Stored items
::::::::::

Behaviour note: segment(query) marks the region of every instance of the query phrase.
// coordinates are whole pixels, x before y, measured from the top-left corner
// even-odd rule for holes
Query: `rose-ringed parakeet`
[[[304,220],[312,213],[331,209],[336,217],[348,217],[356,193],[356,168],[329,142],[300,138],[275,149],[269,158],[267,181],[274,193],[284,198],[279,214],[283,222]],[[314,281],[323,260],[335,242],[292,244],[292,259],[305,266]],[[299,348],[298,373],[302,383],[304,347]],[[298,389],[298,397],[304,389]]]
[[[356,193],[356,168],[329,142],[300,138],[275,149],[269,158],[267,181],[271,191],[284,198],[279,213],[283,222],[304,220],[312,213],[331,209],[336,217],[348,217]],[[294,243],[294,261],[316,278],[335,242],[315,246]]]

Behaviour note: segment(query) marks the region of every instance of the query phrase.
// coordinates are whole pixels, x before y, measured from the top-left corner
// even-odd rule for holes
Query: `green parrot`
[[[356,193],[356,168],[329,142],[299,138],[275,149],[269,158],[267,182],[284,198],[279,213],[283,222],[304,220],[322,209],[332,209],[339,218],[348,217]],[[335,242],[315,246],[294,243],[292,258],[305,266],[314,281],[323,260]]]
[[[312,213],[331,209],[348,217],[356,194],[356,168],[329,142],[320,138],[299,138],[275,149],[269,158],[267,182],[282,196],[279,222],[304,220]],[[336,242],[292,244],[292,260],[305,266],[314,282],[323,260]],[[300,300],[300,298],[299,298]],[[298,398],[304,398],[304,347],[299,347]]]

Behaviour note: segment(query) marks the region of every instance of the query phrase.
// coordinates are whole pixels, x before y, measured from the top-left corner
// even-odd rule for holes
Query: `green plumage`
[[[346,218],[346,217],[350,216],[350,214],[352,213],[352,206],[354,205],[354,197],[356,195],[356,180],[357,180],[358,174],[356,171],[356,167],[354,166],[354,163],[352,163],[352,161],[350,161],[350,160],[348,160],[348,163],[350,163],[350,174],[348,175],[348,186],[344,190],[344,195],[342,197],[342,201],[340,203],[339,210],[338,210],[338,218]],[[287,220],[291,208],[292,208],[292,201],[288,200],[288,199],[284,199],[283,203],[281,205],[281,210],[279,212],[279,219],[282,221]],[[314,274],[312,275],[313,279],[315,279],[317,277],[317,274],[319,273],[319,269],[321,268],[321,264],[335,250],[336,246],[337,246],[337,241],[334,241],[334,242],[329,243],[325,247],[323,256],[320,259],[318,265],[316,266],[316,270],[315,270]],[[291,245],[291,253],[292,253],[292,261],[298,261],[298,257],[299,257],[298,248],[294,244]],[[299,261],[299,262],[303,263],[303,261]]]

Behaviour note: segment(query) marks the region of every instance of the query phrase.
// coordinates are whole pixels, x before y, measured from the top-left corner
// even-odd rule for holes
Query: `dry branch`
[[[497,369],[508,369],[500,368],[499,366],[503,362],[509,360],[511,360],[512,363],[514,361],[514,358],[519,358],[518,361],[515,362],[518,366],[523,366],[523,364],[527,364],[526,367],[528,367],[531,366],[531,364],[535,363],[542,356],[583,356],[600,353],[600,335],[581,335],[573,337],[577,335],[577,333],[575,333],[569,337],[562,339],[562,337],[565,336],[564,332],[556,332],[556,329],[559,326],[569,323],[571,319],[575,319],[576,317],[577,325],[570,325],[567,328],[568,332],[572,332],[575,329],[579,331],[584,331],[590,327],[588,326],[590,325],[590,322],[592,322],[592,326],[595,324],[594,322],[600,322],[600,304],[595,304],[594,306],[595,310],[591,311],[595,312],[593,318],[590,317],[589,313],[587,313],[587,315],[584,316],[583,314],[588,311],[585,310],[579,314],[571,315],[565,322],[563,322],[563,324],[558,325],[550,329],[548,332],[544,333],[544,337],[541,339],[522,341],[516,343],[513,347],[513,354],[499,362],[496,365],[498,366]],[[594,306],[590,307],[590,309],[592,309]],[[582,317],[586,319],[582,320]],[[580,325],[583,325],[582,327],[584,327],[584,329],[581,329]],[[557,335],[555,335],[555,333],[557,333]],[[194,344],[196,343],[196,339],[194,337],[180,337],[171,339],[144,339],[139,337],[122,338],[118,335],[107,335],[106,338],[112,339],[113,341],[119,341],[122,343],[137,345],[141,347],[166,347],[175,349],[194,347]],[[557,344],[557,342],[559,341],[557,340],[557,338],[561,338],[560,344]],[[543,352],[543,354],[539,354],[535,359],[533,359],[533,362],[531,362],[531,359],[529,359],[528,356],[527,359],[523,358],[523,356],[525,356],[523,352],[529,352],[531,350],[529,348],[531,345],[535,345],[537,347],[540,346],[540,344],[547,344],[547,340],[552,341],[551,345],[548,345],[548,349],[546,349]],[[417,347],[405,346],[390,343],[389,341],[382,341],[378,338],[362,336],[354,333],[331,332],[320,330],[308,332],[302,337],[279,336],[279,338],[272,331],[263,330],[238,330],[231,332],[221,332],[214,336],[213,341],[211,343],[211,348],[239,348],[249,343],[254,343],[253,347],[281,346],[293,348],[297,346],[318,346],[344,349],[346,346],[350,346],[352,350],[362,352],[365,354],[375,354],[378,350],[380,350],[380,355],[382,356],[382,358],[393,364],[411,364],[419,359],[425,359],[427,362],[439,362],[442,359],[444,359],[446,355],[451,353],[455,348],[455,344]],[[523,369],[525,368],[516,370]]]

::::::::::

● Instructions to follow:
In this exercise, repeat the entries above verbatim.

● Exercise answer:
Behaviour note: segment(query) marks the region of every instance of the query phrase.
// coordinates are whole pixels, x before y, measured from the top-left corner
// even-odd rule for holes
Query: `rose-ringed parakeet`
[[[304,220],[312,213],[331,209],[336,217],[348,217],[356,193],[356,168],[329,142],[300,138],[275,149],[269,158],[267,181],[274,193],[284,198],[279,214],[283,222]],[[314,281],[323,260],[335,242],[292,244],[292,259],[305,266]],[[299,348],[298,373],[302,383],[304,347]],[[298,389],[298,397],[304,389]]]
[[[356,193],[356,168],[329,142],[300,138],[275,149],[269,158],[267,181],[271,191],[284,198],[279,213],[283,222],[304,220],[312,213],[331,209],[336,217],[348,217]],[[294,243],[294,261],[316,278],[335,242],[315,246]]]

Behaviour note: segment(query) marks the region of every instance of the query phrase.
// coordinates are whole pixels, x before y, measured from the top-left corner
// even-odd rule for holes
Query: `green parrot`
[[[356,193],[356,168],[329,142],[299,138],[275,149],[269,158],[267,182],[284,198],[279,213],[283,222],[304,220],[322,209],[332,209],[339,218],[348,217]],[[335,242],[315,246],[294,243],[292,258],[305,266],[314,281],[323,260]]]
[[[312,213],[331,209],[348,217],[356,194],[356,168],[329,142],[320,138],[299,138],[275,149],[269,158],[267,182],[282,196],[279,222],[304,220]],[[336,242],[292,244],[292,260],[305,266],[314,282],[323,260]],[[300,300],[300,298],[299,298]],[[298,398],[304,398],[304,347],[299,347]]]

Behaviour note: segment(query) marks the region of every instance of the query phrase.
// coordinates are whole pixels, x before y, measured from the top-left corner
// even-odd rule for holes
Query: `green plumage`
[[[346,218],[346,217],[350,216],[350,214],[352,213],[352,206],[354,205],[354,197],[356,195],[356,180],[357,180],[358,174],[356,171],[356,167],[354,166],[354,163],[352,163],[352,161],[350,161],[350,160],[348,160],[348,163],[350,163],[350,174],[348,175],[348,186],[344,190],[344,195],[342,197],[342,201],[340,203],[339,210],[338,210],[338,218]],[[287,220],[291,208],[292,208],[292,201],[288,200],[288,199],[284,199],[283,203],[281,205],[281,210],[279,212],[279,219],[282,221]],[[314,274],[312,275],[313,279],[315,279],[317,277],[317,274],[319,273],[319,269],[321,268],[321,264],[335,250],[336,246],[337,246],[337,241],[334,241],[334,242],[329,243],[325,247],[323,256],[320,259],[318,265],[316,266],[316,270],[315,270]],[[291,245],[291,253],[292,253],[292,261],[298,261],[298,257],[299,257],[298,248],[294,244]],[[299,261],[299,262],[303,263],[303,261]]]

Behaviour note: segment(query) marks the region of every instance of the query phrase.
// coordinates are whole pixels, x before y, measured from the top-left corner
// even-odd rule for holes
Query: `dry branch`
[[[497,369],[508,369],[500,368],[499,366],[503,362],[509,360],[511,360],[512,363],[514,361],[514,358],[519,358],[518,361],[515,362],[518,366],[523,366],[523,364],[527,364],[526,367],[528,367],[531,366],[531,364],[535,363],[542,356],[583,356],[600,353],[600,335],[581,335],[573,337],[577,335],[577,333],[575,333],[569,337],[562,339],[562,337],[565,336],[564,332],[556,332],[556,329],[559,326],[569,323],[571,319],[575,319],[576,317],[577,325],[570,325],[567,328],[568,332],[572,332],[575,329],[579,331],[584,331],[590,327],[588,326],[590,325],[590,322],[592,322],[592,326],[595,324],[594,322],[600,322],[600,304],[595,304],[594,306],[595,310],[591,311],[595,312],[593,318],[590,317],[589,313],[587,313],[587,315],[584,316],[583,314],[588,311],[585,310],[579,314],[571,315],[565,322],[563,322],[563,324],[558,325],[550,329],[548,332],[544,333],[544,337],[541,339],[522,341],[516,343],[513,347],[513,354],[499,362],[496,365],[498,366]],[[594,306],[590,307],[590,309],[592,309]],[[582,317],[586,319],[582,320]],[[580,325],[583,325],[582,327],[584,327],[584,329],[581,329]],[[557,335],[555,335],[555,333],[557,333]],[[194,344],[196,343],[196,339],[194,337],[180,337],[171,339],[144,339],[139,337],[122,338],[118,335],[107,335],[106,338],[112,339],[113,341],[119,341],[122,343],[137,345],[141,347],[166,347],[175,349],[194,347]],[[557,344],[557,342],[559,341],[557,340],[557,338],[561,338],[560,344]],[[543,352],[543,354],[539,354],[535,359],[533,359],[533,362],[531,362],[531,359],[529,359],[528,356],[527,359],[523,358],[523,356],[525,356],[523,352],[529,352],[531,350],[529,348],[531,345],[535,345],[537,347],[540,346],[540,344],[547,344],[547,340],[552,341],[551,345],[548,345],[548,349],[546,349]],[[417,347],[405,346],[390,343],[389,341],[382,341],[378,338],[362,336],[354,333],[331,332],[320,330],[308,332],[302,337],[279,336],[279,338],[272,331],[263,330],[238,330],[231,332],[221,332],[214,336],[213,341],[211,343],[211,348],[239,348],[249,343],[254,343],[253,347],[281,346],[293,348],[297,346],[318,346],[344,349],[346,346],[350,346],[352,350],[362,352],[365,354],[375,354],[378,350],[380,350],[380,355],[382,356],[382,358],[393,364],[411,364],[419,359],[425,359],[427,362],[439,362],[442,359],[444,359],[446,355],[451,353],[455,348],[455,344]],[[523,369],[525,368],[516,370]]]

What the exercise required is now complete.